─── Entries shown

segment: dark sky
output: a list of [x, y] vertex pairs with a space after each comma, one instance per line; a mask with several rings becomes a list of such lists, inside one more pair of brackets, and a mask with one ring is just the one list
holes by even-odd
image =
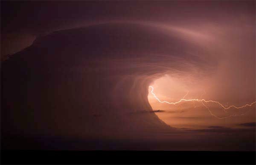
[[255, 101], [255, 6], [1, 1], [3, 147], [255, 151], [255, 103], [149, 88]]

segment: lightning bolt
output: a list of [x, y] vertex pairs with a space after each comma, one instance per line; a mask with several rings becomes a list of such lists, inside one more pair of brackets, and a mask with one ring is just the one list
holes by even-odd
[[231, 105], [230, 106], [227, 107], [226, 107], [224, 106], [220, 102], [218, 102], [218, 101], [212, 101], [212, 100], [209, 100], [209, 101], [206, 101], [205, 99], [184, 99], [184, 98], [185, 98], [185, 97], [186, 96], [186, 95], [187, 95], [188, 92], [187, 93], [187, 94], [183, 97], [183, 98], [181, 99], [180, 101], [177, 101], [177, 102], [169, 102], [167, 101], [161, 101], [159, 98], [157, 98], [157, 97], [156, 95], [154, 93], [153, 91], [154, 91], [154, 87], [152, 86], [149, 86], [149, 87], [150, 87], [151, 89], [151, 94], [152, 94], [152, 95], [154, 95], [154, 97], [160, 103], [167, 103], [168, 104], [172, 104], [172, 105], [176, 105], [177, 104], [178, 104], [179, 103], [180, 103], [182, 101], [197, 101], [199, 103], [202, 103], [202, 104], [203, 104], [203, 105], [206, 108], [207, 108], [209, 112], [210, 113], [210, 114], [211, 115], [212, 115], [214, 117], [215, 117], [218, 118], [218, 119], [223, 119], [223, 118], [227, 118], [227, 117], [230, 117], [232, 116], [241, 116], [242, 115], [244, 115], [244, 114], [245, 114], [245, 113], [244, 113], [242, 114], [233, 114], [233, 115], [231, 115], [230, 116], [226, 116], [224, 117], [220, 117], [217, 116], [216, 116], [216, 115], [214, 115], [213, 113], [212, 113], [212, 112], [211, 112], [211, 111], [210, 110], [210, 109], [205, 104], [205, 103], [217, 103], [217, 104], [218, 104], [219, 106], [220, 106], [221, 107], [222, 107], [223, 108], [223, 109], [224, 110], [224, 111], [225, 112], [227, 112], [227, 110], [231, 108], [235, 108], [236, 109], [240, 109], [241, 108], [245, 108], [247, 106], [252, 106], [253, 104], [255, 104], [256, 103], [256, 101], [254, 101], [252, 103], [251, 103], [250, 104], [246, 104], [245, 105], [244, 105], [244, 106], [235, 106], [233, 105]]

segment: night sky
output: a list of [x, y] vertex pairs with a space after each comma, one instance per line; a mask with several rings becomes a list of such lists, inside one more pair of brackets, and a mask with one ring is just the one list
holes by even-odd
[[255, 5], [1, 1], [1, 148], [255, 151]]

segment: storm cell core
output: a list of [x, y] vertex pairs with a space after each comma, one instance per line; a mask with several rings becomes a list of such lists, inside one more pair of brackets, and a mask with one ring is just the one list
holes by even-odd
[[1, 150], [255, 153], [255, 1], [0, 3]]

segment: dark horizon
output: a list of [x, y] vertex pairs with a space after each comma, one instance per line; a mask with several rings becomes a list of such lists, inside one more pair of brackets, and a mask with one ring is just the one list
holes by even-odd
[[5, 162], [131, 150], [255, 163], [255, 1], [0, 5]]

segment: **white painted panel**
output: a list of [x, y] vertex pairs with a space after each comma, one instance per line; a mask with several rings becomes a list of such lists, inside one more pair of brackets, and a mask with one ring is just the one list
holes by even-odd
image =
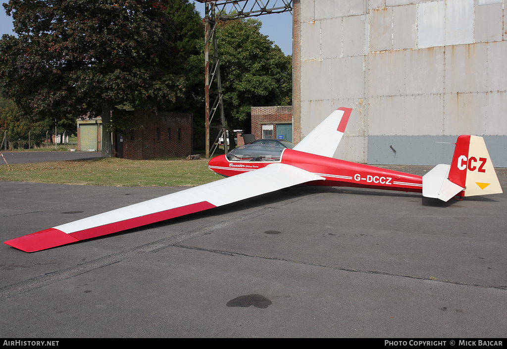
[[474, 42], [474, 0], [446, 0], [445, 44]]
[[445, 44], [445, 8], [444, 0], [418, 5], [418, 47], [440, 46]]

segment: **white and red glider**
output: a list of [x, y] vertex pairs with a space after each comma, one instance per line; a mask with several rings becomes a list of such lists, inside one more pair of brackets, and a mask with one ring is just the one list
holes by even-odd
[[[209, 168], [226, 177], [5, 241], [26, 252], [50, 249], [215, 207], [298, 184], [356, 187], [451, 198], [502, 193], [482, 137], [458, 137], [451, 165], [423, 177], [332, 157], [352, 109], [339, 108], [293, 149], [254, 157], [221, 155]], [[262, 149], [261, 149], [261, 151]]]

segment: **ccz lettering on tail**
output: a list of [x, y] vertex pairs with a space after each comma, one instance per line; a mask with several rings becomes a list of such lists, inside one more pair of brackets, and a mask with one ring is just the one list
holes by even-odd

──────
─── Entries shown

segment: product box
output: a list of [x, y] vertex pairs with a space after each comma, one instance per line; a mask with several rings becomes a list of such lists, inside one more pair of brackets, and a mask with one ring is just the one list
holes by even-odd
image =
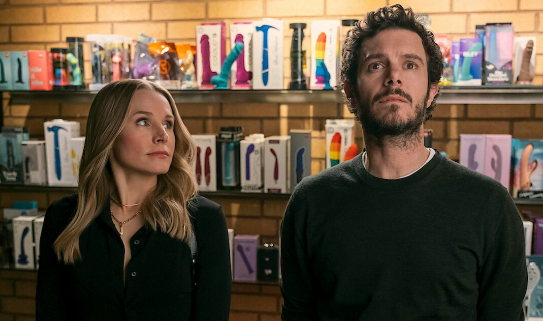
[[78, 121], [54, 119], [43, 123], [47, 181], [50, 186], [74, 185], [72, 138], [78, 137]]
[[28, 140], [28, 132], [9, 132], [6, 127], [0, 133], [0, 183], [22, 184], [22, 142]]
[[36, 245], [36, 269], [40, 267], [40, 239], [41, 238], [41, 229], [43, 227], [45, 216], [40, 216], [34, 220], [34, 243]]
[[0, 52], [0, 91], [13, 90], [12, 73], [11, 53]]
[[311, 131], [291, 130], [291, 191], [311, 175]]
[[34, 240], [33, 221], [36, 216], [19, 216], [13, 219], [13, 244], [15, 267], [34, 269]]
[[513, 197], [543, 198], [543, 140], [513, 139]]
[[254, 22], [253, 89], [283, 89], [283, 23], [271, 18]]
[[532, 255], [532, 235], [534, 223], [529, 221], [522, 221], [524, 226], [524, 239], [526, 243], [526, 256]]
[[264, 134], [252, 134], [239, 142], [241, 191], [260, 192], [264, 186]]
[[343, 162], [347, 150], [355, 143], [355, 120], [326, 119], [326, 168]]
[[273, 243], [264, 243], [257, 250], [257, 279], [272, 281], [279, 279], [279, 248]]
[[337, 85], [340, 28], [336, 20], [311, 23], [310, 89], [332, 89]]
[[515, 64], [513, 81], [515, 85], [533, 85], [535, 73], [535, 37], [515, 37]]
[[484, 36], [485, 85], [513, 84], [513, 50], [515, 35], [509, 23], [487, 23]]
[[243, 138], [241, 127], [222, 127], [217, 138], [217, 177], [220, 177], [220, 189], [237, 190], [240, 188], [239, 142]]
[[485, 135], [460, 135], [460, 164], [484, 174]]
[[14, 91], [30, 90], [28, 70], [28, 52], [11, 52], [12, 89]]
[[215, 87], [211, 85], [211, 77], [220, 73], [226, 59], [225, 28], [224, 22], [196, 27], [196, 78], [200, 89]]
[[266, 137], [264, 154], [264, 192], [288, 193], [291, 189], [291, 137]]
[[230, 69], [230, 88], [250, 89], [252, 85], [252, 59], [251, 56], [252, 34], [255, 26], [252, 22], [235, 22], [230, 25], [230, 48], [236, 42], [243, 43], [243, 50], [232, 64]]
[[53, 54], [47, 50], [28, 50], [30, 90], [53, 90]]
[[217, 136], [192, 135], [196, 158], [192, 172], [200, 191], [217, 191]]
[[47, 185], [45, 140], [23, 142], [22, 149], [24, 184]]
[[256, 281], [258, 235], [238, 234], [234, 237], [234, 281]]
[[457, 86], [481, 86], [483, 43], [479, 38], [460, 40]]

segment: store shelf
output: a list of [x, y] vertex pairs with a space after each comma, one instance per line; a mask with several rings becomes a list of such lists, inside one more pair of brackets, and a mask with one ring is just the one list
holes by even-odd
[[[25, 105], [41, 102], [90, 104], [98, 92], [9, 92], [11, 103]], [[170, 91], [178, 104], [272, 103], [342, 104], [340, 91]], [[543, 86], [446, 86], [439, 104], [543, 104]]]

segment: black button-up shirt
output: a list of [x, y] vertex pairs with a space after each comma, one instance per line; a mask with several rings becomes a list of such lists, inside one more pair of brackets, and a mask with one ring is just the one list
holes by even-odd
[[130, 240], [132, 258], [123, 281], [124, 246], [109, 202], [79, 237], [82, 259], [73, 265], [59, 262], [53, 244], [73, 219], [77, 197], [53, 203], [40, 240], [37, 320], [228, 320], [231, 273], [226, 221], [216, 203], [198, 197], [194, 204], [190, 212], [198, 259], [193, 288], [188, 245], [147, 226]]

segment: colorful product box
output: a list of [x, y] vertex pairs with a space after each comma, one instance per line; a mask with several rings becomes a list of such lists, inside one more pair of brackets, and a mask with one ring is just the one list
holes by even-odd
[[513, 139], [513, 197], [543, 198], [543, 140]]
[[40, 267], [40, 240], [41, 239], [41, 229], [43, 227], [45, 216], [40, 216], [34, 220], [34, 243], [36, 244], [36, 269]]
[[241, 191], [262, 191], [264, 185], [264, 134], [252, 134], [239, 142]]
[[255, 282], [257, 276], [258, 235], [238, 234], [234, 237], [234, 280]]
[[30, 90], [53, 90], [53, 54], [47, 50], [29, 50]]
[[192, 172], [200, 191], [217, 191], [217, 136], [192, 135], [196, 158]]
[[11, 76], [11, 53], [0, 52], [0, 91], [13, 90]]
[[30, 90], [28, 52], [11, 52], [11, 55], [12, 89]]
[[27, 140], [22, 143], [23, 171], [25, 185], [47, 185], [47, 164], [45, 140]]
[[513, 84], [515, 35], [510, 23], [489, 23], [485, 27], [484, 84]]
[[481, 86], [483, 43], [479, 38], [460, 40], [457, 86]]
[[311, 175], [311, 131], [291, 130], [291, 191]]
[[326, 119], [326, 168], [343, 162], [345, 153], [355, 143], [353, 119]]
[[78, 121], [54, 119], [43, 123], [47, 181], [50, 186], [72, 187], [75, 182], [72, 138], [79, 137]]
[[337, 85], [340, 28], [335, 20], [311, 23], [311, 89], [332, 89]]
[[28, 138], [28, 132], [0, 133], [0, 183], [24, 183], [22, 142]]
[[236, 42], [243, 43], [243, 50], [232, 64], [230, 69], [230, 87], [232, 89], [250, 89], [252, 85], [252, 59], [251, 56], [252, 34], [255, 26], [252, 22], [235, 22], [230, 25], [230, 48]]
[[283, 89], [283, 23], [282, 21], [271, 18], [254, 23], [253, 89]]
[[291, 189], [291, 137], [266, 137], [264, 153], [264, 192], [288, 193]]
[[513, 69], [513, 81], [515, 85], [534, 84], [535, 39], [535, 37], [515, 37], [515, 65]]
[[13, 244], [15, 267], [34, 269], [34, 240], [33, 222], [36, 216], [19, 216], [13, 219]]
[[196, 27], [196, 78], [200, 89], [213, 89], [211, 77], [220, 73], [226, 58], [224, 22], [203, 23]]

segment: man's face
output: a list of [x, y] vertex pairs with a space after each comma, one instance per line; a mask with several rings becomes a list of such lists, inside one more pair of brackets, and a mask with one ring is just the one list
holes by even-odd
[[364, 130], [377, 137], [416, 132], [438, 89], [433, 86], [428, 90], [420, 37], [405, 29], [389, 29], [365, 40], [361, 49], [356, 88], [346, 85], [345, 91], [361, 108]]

──────
─── Entries shown

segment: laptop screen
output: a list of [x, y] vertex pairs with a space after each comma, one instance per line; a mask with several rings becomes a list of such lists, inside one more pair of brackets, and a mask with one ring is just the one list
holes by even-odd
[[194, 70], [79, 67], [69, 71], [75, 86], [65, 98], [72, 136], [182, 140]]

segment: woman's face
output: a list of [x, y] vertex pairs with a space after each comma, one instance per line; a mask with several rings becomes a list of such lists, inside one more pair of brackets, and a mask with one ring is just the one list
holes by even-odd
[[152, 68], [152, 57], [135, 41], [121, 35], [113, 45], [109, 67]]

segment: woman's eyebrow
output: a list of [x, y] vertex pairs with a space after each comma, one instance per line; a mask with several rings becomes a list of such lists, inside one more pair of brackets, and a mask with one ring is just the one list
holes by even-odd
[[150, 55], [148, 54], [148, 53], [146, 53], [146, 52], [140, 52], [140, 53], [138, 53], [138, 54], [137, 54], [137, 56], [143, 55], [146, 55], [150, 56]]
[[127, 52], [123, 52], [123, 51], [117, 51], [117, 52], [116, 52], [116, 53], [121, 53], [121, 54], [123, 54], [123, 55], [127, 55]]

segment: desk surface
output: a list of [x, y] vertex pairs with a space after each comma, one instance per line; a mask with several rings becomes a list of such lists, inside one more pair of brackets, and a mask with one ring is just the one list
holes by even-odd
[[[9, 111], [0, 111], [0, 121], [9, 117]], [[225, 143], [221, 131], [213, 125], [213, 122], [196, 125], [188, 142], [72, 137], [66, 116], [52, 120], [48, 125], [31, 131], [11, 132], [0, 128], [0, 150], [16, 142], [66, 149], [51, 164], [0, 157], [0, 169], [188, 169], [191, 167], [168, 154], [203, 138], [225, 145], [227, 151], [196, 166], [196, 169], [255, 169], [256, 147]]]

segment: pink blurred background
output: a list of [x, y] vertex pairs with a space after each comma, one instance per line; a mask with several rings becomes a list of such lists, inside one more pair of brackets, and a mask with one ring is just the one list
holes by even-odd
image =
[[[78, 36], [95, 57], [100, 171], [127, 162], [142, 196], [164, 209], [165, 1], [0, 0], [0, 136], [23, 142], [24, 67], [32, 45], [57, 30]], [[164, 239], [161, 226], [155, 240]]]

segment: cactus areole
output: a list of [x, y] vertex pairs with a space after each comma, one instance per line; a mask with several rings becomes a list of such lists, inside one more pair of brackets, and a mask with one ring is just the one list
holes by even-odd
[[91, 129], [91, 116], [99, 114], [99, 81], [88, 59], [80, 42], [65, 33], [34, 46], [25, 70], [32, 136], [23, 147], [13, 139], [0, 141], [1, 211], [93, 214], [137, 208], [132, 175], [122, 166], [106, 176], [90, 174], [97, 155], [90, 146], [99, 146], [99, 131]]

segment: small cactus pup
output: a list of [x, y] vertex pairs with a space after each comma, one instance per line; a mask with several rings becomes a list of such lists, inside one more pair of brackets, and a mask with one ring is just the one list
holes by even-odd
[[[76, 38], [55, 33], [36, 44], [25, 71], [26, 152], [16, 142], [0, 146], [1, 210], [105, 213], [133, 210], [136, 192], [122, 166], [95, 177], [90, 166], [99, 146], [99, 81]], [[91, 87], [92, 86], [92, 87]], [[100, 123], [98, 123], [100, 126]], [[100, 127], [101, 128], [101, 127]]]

──────

Exercise requirements: Rewrite everything in the records above as a numbered list, from the line containing "segment: woman's eyebrow" down to the line containing "55], [127, 55]]". Include both of those lines and omit any blank lines.

Full response:
1. segment: woman's eyebrow
2. output: a list of [x, y] vertex pairs with a space after each comma, one instance per line; a mask with several rings becomes a list of such lists, inside one more pair of brackets, and a mask with one ring is just the one list
3. holes by even-odd
4. [[150, 55], [148, 54], [148, 53], [146, 53], [146, 52], [140, 52], [140, 53], [138, 53], [138, 54], [137, 54], [137, 56], [143, 55], [146, 55], [150, 56]]
5. [[127, 52], [123, 52], [123, 51], [117, 51], [117, 52], [116, 52], [116, 53], [121, 53], [121, 54], [123, 54], [123, 55], [127, 55]]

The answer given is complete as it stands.